ORDEM DE TRABALHO 1
Responda com base no trecho sobre o objeto do desejo:
(a) Que noção proposta por Winnicott aparece ligada aos objetos que as crianças procuram para se acalmar?
(b) Na adolescência, que forma esse objeto pode tomar?
(c) Pelo que a chupeta pode ser trocada, segundo o exemplo dado?
ORDEM DE TRABALHO 2
Reproduza sem nenhuma alteração a parte do trecho sobre o objeto do desejo que fica entre "Na adolescência, este" e "decisão. De escolhas.", incluindo essas palavras.
ORDEM DE TRABALHO 3
Dê continuidade ao trecho sobre o objeto do desejo a partir da última frase mostrada.

TRECHO DA PÁGINA
Assim, a fantasia fundamental, aquela articulada como sujeito barrado punção de “a”, tentará garantir uma estrutura mínima para o suporte de desejo, criando, sugerindo com metáforas, outros objetos para tamponar a falta. 

 

Na infância, vemos que esse objeto tem um caráter mais opaco e concreto. As crianças procuram sempre mais ou menos os mesmos objetos para se acalmarem. Está aí o cerne da noção de objeto transicional proposta por Winnicott, o que pode ser observado na capacidade das crianças assistirem o mesmo filme todos os dias, ou se agarrarem ao mesmo brinquedo por um longo período.

 

Na adolescência, este objeto pode tomar a forma de ídolos, substituindo os pais ideias. Freud diz que é na puberdade que a vida sexual se configura de acordo com a escolha objetal. O problema é que na puberdade o cérebro ainda está em vias de desenvolvimento e, precário para algumas tomadas de decisão. De escolhas.

 

A diferença que me parece mais fundamental na observação da criança e do adolescente, é que para a criança, ainda que o objeto seja mais opaco e concreto, como eu disse antes, ela tem mais facilidade de transitar pelos objetos, na medida em que se oferecem outros que também possam constituir um meio de satisfazer as pulsões, pois as crianças não estão ainda tão fixadas ao objeto. Por exemplo, não é tão difícil fazer a criança trocar a mamadeira por um copo decorado com um personagem que ela goste. Ou a chupeta por um brinquedo novo, trazido, por exemplo, pelo papai noel.

DADOS ABAIXO
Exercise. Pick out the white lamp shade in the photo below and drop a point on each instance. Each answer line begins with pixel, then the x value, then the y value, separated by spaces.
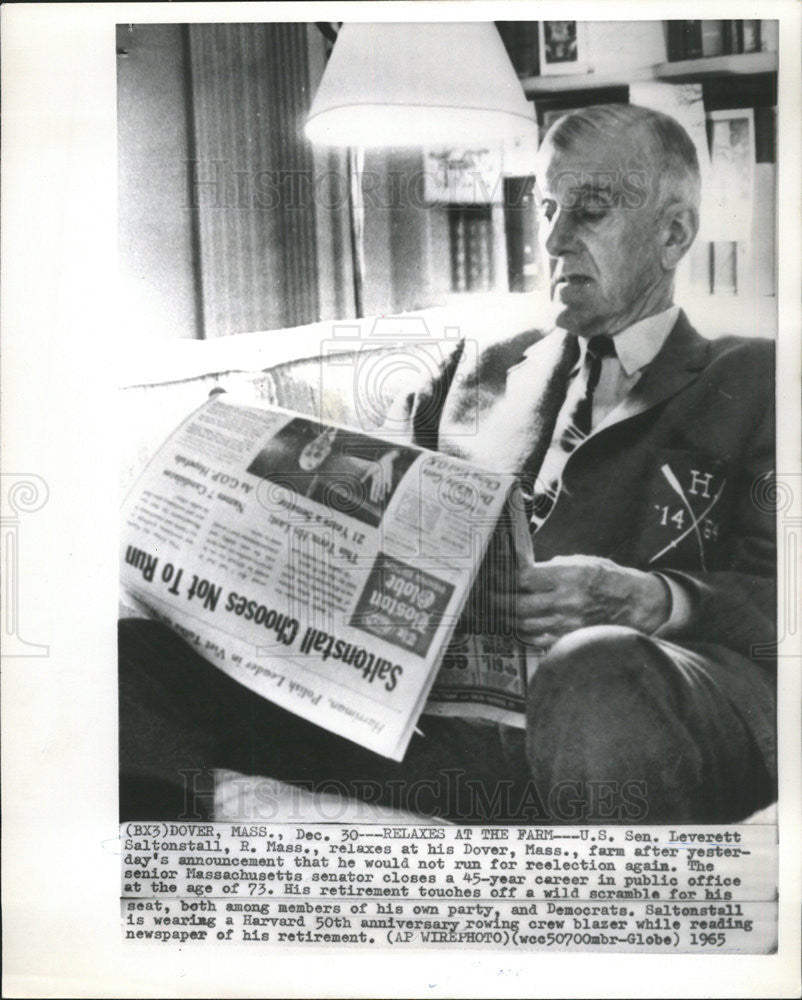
pixel 434 84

RESPOSTA DO EXERCÍCIO 1
(a) A noção de objeto transicional.
(b) A forma de ídolos.
(c) Por um brinquedo novo, trazido, por exemplo, pelo papai noel.

RESPOSTA DO EXERCÍCIO 2
Na adolescência, este objeto pode tomar a forma de ídolos, substituindo os pais ideias. Freud diz que é na puberdade que a vida sexual se configura de acordo com a escolha objetal. O problema é que na puberdade o cérebro ainda está em vias de desenvolvimento e, precário para algumas tomadas de decisão. De escolhas.

RESPOSTA DO EXERCÍCIO 3
 

O adolescente também troca facilmente de objetos, porém aí eu queria trazer um dado de fora do campo da psicanálise para pensar a adolescência. O cérebro adolescente ainda está em formação, e nele, a região chamada de córtex frontal, responsável pela avaliação racional dos atos, ainda não está plenamente desenvolvida e, por isso, os adolescentes tomam decisões com as amigdalas cerebrais, localizadas no lobo temporal do cérebro, que é a região responsável pelo processamento das emoções. Assim os adolescentes recorrem a escolhas que privilegiam o prazer e a recompensa imediata, o que os leva a, muitas vezes, optarem por objetos que podem coloca-los em risco. Por isso, ao meu ver, o atendimento de adolescentes exige um cuidado do psicanalista, pois não se trata mais tanto de oferecer recursos simbólicos, repertório cultural, pois isso eles têm de monte. Mas de acompanha-los com conversas sobre as consequências de suas atitudes, que ampliando o tempo de sustentar as frustrações por outras recompensas menos imediata.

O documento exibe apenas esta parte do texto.